### WHAT NEEDS TO BE DONE
Word for word, repeat the entries, minus the pictures.

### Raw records

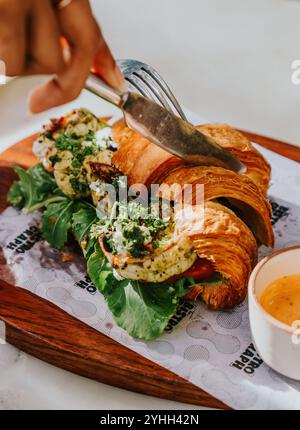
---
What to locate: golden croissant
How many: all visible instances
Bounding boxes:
[31,109,274,309]
[112,120,274,309]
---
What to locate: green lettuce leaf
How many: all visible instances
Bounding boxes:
[87,243,190,340]
[7,164,65,213]
[72,202,98,257]
[41,198,76,249]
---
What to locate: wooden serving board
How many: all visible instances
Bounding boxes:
[0,132,300,409]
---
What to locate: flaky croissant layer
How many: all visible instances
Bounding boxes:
[112,120,274,309]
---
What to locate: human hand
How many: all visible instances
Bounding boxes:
[0,0,123,113]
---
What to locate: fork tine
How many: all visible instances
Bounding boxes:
[126,72,168,109]
[125,75,152,98]
[141,66,187,121]
[133,70,172,112]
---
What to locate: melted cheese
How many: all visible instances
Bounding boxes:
[110,236,197,282]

### FINISHED TASK
---
What to locate: golden croissant
How many: all visible instances
Bounding boxes:
[31,109,274,309]
[112,120,274,309]
---
What to locate: green lettuce leaf
How many: all visible instances
Bounding boxes:
[87,243,190,340]
[7,164,65,213]
[72,202,98,257]
[41,198,76,249]
---
What to locate: wooden serving board
How many: all visible instances
Bounding boxes:
[0,132,300,409]
---
What to locate: flaky croissant layer
How many: all visible instances
Bounding boxes:
[112,120,274,309]
---
What to locate: human hand
How many: all visible instances
Bounding boxes:
[0,0,123,113]
---
What to locate: fork tine
How many: all visible instances
Bounding boxes:
[126,72,168,109]
[125,75,152,98]
[141,66,187,121]
[133,70,172,112]
---
What to locate: melted cheese
How many: all visible instances
Bounding boxes:
[110,236,197,282]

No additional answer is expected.